Exercise description » Please pick out every line in the rows below that contains the word "gray" and copy each one. Case matters.
start Source data
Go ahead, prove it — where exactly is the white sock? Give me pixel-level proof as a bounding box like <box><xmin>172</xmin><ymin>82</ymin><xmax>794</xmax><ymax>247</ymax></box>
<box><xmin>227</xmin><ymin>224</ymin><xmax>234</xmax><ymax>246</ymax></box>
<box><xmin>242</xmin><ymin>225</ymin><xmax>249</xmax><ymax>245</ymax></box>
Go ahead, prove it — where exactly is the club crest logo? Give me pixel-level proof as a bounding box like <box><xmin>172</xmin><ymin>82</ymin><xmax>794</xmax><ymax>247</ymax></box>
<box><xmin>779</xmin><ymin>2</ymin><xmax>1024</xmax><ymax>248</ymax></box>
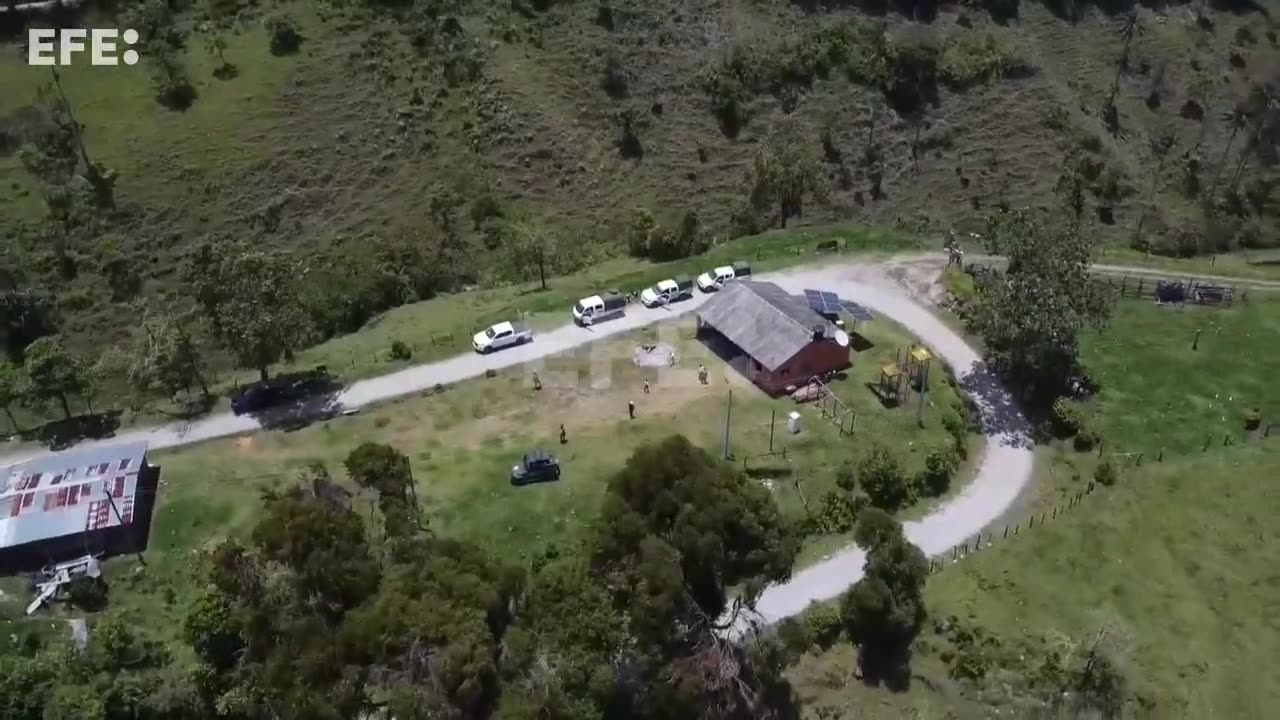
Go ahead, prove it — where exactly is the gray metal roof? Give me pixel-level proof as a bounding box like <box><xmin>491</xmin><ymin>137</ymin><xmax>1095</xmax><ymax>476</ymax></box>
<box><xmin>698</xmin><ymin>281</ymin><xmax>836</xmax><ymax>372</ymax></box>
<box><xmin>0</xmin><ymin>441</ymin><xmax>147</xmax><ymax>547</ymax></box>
end Source data
start Source data
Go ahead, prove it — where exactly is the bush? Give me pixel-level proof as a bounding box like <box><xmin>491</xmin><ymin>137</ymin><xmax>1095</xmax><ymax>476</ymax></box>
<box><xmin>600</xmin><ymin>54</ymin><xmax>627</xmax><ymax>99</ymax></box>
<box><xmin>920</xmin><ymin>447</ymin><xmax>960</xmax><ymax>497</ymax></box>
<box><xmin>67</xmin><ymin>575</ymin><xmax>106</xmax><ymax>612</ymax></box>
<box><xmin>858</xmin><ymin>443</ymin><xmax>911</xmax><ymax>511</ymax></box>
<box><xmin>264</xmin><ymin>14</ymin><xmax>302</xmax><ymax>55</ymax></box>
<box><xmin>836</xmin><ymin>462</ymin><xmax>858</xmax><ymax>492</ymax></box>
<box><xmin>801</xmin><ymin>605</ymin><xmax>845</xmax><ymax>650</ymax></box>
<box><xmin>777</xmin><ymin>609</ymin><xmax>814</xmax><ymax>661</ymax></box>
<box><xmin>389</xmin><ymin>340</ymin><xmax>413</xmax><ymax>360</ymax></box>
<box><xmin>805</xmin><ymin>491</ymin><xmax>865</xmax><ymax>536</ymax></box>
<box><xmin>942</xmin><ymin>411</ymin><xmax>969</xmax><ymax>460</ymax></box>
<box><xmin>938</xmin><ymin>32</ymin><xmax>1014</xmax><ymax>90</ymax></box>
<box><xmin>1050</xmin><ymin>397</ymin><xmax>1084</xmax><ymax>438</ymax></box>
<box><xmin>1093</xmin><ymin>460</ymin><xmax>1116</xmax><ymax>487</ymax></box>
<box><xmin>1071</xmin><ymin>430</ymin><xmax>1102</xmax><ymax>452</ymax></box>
end Source data
Solution for this task »
Go ahead, prove it — where exactly is the gray metal roof? Give me pixel-level proof as a bounding box like <box><xmin>491</xmin><ymin>137</ymin><xmax>1095</xmax><ymax>476</ymax></box>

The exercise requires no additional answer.